## Text
As most of you know, playing UTH correctly means you will be betting on average 2 times ante on the play bet. That means $20 per hand average on a $5 min table. If you add in trips it is $25. My question, are there any $5 min or even $10 min tables on the strip? If not where can i find lower mins.
I would assume some CET properties offer $5 ante at least certain times. Hopefully others more familiar with the conditions will have more data.
CET has UTH for $5 just about everywhere except for Caesars. However, if you want an honest game of UTH,( not the Shufflemaster versionwhere the community and dealers cards are predetermined by the shuffler and dealt first regardless of how many are sitting) go to the Stratosphere . There they shuffle with a regular poker shuffler, remove and CUT the cards, then hand deal patrons and dealers hands, then delivers the flop, turn and river by hand. A fairer game to say the least.
Confirm $5 at all CET properties (not sure about Caesars). I've played at all of them. I like the idea of trying out Stratosphere as I've not played there yet.
Nicky...quick question... doesn't that shufflemaster game still have to be completely random with card distribution? I thought that was an NVG law. The advantage to a hand-dealt game would seem to me to be comp-related only, as there would be far fewer hands per hour. I just can't see how the Shufflemaster version would be less "fair" than than a hand-dealt game.
It's absolutely a law. But companies can break them if they are greedy enough. I don't think the shufflers do, fwiw. I personally would rather play the version where I can peek at a community card easier. Haha
I've never caught a peek at a community card, but I have spotted a dealer card a few times...but only because they were J, Q or K... and that came in handy a couple of times when I had K-5 or something similarly weak, or Q-8...that sort of thing... I checked instead of 4-playing the hands.

Point labeling entries:
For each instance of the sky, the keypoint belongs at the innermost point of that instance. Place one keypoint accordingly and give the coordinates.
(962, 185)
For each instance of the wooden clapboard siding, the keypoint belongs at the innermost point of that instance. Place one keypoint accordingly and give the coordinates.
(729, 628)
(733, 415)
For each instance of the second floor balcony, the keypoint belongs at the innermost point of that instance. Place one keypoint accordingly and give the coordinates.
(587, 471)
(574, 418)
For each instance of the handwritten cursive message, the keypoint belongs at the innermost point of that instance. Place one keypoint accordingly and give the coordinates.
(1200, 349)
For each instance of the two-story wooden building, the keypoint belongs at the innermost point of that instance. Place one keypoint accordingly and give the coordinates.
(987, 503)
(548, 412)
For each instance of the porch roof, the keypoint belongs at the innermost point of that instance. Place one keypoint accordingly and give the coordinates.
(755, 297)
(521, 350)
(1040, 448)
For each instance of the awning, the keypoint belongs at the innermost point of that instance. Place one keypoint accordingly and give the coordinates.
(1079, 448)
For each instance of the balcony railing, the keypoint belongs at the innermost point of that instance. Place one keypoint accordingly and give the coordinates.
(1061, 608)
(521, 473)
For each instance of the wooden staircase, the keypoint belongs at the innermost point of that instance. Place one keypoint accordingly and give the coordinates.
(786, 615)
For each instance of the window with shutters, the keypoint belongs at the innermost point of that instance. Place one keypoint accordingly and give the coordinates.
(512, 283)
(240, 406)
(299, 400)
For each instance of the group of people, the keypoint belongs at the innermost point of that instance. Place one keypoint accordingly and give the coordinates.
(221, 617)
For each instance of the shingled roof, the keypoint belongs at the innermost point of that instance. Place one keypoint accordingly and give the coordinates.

## Set of tasks
[A] Write out the part of the forum thread on UTH table minimums that opens with the words containing "I would assume" and closes with "played there yet.".
[B] Pick up the forum thread on UTH table minimums where it stops and keep it going.

## Answer list
[A]
I would assume some CET properties offer $5 ante at least certain times. Hopefully others more familiar with the conditions will have more data.
CET has UTH for $5 just about everywhere except for Caesars. However, if you want an honest game of UTH,( not the Shufflemaster versionwhere the community and dealers cards are predetermined by the shuffler and dealt first regardless of how many are sitting) go to the Stratosphere . There they shuffle with a regular poker shuffler, remove and CUT the cards, then hand deal patrons and dealers hands, then delivers the flop, turn and river by hand. A fairer game to say the least.
Confirm $5 at all CET properties (not sure about Caesars). I've played at all of them. I like the idea of trying out Stratosphere as I've not played there yet.

[B]
It's really difficult for me to believe SM would be cheating in these shufflers: - They'd get killed by state gaming with fines/bans if they were ever caught - Say SM tried to rig a machine. They don't benefit from this. The casino does. They'd still have to tell the buyer at the casino that these things are rigged. That increases the number of people who would have to know this, as well as the number of major companies and people who would be putting their financial wellbeing at risk when the game is already rigged in their favor - SM can already sell improved profits to casinos since the games deal more hands per hour, they don't need to cheat if I were going to be concerned about cheating, I'd be much more concerned if the machine were in a rinky dink joint ran by people with little lose by cheating rather than a big gaming conglomerate in LV.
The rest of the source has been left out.